* **EXTRACTED TEXT**:
-*-
Sunday, August 18, 2013

Frame 10

Remembrance of Things Past

Do you have a photograph that resurrects memories of a time and place?
I have one, well, really two pictures that have that effect on me. One of them I took, and the other is a postcard taken before I was born; yet they are related by my memory of different aspects of my relationship with my father.
  
The one I took is of my dad, Dell, and his wife, Gladys. It was taken at their home at Eagle Lake in California. As you can see, they were standing on the balcony of their house (built by him) that looked out on the lake. Behind them are the hills on the opposite side of the lake, hazy dark lines in the distance. The water to their right is shimmering, a boat dock partially seen on the lower left. It was/is a warm summer day; I always visited them in the summer. My dad has his left arm around Gladys, the other casually extended and resting on the railing. They are both smiling different smiles.
  
I don’t remember the day, or even year that I took the picture. It was shot with my Yashica Mat. I know this because it’s square. I know too that I wasn’t a very good photographer because my parents are a bit dark and the background is a bit washed-out. This small casual souvenir of a picture brings me a heavy sense of loss and regret. My father died young, at 67, and there were too many things that I left unsaid, too absorbed growing into my adult self, and too eager to cut myself free from his apron strings (he was a great cook). This photograph reminds me of that time, that distance I created.
-*-
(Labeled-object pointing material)
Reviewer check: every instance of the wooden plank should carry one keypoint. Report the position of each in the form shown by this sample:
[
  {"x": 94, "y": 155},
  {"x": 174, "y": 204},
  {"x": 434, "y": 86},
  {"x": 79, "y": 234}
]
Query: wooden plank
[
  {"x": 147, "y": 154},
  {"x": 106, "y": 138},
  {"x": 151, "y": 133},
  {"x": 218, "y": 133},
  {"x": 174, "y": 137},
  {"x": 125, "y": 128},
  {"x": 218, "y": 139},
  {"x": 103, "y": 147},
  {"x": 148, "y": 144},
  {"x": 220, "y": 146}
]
-*-
* **CHALLENGE 1**:
Answer these questions using the blog post above:
(a) Where was the home of Dell and Gladys?
(b) What camera was the picture shot with?
(c) At what age did the writer's father die?
* **CHALLENGE 2**: Duplicate everything in the blog post above from "The one I took" down to "smiling different smiles.".

* **WRITTEN SOLUTION 1**:
(a) Eagle Lake in California
(b) A Yashica Mat
(c) 67

* **WRITTEN SOLUTION 2**:
The one I took is of my dad, Dell, and his wife, Gladys. It was taken at their home at Eagle Lake in California. As you can see, they were standing on the balcony of their house (built by him) that looked out on the lake. Behind them are the hills on the opposite side of the lake, hazy dark lines in the distance. The water to their right is shimmering, a boat dock partially seen on the lower left. It was/is a warm summer day; I always visited them in the summer. My dad has his left arm around Gladys, the other casually extended and resting on the railing. They are both smiling different smiles.